● TEXTE DE LECTURE

________________________

Alors que le président congolais Denis Sassou Nguesso est venu à Paris le 11 novembre pour les cérémonies du centenaire de la fin la Grande Guerre, le journaliste Ghys Fortuné Dombe Bemba, fondateur du groupe de médias Talassa, raconte sa détention à l’isolement dans la maison d’arrêt de Brazzaville.
« Mes 18 mois d’emprisonnement à la Maison d’arrêt de Brazzaville ? Un enfer », lance, doucement, les traits tirés, Ghys Fortuné Dombe Bemba. Ce journaliste congolais est arrivé en France le 18 octobre. Depuis, ces journées sont occupées par les soins quotidiens qu’il reçoit dans un hôpital de la banlieue parisienne. « Mon corps a souffert. Il se remet peu à peu », dit-il.
Le fondateur du groupe de médias Talassa, qui publie le bihebdomadaire Talassa, un mensuel, un site Internet, et qui comprend aussi une agence de communication et une imprimerie, a été arrêté le 11 janvier 2017. La raison ? « Officiellement, j’ai été accusé de complicité d’atteinte à la sûreté intérieure de l’État en relation avec le pasteur Ntumi » – un opposant et chef de guerre dans la région du Pool. « Mais c’était un prétexte », répond Ghys Fortuné Dombe Bemba.

________________________

● À FAIRE
a) D'après l'article sur la détention de Ghys Fortuné Dombe Bemba, à quelle date le journaliste a-t-il été arrêté ?
b) Poursuivez l'article sur la détention de Ghys Fortuné Dombe Bemba à partir de sa dernière phrase.

● ENREGISTREMENTS BRUTS
________________________

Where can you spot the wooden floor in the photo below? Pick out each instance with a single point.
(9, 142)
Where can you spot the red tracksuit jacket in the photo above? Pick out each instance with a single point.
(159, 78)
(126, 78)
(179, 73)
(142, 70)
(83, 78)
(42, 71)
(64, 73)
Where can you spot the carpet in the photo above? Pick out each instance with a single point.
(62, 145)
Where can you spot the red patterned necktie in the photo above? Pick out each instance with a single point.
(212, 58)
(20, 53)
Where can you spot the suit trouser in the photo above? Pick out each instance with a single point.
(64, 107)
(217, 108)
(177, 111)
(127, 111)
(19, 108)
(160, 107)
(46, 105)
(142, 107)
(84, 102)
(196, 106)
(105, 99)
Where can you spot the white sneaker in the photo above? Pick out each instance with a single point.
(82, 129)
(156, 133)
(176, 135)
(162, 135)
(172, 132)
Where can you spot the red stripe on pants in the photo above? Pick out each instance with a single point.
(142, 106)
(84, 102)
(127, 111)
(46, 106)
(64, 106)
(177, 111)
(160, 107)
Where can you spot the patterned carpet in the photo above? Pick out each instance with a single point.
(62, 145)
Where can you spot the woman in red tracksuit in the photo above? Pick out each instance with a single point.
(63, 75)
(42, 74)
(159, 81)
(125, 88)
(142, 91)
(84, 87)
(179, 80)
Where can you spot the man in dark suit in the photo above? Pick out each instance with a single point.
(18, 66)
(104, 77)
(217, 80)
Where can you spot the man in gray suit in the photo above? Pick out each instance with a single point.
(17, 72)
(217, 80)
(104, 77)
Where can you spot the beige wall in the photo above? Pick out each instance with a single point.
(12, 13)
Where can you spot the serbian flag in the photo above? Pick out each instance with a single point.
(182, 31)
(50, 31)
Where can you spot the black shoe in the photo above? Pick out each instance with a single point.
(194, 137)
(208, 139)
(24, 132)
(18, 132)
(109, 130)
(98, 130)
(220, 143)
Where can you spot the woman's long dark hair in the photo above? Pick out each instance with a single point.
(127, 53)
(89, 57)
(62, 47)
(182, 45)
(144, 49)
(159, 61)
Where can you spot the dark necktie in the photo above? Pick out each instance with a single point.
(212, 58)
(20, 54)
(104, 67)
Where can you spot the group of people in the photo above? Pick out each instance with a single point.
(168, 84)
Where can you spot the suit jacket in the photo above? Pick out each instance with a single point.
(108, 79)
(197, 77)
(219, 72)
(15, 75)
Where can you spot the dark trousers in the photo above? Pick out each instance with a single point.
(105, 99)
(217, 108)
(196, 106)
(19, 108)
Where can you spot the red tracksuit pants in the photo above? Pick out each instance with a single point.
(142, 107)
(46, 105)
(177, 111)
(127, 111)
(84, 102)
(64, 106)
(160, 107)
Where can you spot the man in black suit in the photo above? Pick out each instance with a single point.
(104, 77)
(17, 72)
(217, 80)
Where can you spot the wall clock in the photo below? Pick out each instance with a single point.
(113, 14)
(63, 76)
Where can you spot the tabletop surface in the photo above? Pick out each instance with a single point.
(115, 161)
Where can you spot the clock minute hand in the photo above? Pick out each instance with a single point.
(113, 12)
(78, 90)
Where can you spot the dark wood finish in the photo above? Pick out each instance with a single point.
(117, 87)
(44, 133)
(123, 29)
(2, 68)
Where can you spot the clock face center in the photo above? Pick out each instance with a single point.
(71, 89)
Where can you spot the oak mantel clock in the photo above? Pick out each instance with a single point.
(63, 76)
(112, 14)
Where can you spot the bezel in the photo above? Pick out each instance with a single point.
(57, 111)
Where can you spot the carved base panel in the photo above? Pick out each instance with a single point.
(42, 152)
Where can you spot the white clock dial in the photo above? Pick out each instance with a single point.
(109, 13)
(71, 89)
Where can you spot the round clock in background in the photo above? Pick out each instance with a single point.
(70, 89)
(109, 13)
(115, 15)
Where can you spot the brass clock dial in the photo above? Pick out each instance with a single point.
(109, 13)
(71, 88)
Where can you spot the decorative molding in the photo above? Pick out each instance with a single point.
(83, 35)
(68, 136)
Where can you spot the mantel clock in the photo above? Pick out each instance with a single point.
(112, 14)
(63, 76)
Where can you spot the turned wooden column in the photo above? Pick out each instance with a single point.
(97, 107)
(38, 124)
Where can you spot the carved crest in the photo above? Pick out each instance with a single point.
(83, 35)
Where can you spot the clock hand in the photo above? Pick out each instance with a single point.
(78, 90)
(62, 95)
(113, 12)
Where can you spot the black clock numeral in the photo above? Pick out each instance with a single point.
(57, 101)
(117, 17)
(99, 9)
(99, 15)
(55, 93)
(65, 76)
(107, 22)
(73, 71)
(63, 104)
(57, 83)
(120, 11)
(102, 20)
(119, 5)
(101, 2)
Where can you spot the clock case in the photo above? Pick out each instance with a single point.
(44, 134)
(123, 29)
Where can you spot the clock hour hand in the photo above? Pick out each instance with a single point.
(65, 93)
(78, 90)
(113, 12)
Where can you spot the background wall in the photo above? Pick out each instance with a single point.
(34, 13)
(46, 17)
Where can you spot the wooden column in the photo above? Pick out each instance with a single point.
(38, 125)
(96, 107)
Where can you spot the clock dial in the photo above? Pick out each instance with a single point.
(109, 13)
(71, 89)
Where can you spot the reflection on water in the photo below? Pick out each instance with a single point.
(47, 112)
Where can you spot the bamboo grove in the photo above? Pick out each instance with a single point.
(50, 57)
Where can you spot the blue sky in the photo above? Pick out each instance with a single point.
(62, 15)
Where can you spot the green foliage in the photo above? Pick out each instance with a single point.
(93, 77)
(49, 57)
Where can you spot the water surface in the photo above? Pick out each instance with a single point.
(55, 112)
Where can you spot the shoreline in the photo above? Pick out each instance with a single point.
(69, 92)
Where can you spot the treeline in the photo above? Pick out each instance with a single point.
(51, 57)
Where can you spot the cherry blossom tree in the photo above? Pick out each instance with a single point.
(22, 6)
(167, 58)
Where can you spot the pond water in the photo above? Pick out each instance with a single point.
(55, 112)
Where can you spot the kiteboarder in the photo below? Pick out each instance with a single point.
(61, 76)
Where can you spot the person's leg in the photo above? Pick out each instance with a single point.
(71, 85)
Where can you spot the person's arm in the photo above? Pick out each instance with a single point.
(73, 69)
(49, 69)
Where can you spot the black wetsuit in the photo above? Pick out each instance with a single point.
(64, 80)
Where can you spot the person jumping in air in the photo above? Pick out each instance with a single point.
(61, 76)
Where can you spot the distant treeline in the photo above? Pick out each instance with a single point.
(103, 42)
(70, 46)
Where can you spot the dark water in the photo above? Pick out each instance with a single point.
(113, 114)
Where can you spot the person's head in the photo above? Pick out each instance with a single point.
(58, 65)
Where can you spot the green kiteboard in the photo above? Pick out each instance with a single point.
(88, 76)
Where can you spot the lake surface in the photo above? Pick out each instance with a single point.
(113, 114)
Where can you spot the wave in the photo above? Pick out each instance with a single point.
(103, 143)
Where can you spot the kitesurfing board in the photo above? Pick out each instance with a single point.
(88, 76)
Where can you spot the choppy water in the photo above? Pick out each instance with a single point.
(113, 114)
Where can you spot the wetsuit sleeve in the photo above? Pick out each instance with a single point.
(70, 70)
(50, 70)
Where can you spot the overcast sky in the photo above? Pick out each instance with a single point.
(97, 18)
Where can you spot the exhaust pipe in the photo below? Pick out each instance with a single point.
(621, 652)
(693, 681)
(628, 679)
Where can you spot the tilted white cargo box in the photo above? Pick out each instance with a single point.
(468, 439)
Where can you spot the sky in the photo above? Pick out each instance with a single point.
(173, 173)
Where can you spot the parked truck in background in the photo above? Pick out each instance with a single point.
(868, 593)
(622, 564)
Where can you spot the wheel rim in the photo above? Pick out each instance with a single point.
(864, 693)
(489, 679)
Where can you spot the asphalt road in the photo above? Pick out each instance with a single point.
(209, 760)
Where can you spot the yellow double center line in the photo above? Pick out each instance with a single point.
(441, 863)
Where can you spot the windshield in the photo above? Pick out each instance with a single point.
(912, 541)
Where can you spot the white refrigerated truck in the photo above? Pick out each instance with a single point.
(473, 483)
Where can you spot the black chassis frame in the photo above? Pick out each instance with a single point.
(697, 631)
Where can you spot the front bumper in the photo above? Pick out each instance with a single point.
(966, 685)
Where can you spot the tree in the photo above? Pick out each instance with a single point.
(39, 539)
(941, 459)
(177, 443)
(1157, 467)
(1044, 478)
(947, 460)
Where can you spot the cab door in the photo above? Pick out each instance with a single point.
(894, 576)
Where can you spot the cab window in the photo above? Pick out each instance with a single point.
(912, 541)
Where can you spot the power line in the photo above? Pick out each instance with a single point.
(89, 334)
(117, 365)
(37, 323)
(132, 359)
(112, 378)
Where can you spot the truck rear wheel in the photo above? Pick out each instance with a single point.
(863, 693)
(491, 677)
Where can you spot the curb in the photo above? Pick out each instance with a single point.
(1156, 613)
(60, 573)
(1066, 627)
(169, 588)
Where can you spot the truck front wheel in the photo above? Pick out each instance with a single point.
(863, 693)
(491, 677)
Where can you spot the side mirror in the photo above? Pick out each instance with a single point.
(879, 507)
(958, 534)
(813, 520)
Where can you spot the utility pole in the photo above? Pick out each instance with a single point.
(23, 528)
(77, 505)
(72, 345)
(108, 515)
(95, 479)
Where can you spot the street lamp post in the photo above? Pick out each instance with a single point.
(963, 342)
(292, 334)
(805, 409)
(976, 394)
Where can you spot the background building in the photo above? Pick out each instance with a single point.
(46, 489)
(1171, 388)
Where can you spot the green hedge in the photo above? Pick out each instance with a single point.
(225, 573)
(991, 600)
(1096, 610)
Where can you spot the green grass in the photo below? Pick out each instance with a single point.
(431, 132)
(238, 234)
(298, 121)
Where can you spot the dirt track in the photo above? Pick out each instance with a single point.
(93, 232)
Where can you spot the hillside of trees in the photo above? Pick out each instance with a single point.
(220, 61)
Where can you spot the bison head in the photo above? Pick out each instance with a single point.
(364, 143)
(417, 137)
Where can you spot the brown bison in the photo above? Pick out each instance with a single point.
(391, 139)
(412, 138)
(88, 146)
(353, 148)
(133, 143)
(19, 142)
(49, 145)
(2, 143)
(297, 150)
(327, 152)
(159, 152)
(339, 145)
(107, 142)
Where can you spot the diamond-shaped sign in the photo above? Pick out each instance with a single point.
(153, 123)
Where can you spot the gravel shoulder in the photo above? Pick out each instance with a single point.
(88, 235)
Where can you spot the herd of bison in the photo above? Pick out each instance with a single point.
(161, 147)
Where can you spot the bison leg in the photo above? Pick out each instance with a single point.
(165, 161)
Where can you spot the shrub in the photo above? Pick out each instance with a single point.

________________________

● RÉPONSES FOURNIES
a) Le 11 janvier 2017.

b)
Son arrestation est survenue deux jours après la publication d’un numéro fracassant de Talassa sur les dérives du régime de Denis Sassou-Nguesso Sassou, président du Congo-Brazzaville depuis 1997. « Après interrogatoires, intimidations, placement dans plusieurs cellules, j’ai été enfermé à l’isolement… pendant 18 mois. »
Le numéro du 9 janvier a déplu au plus haut niveau de l’État
Qu’est-ce qui a déplu ? « Dans notre numéro du 9 janvier, nous avions publié cinq articles qui firent beaucoup de bruit dans le pays et qui ont franchement agacé au plus haut niveau. » L’un expliquait que le directeur général de la police nationale, le général Ndengué, et cinq autres officiers supérieurs étaient en activité alors qu’ils ont dépassé la limite d’âge autorisé pour la loi. Le général Ndengué et le porte-parole de la police, Monkala Tchoumou, n’auraient pas apprécié.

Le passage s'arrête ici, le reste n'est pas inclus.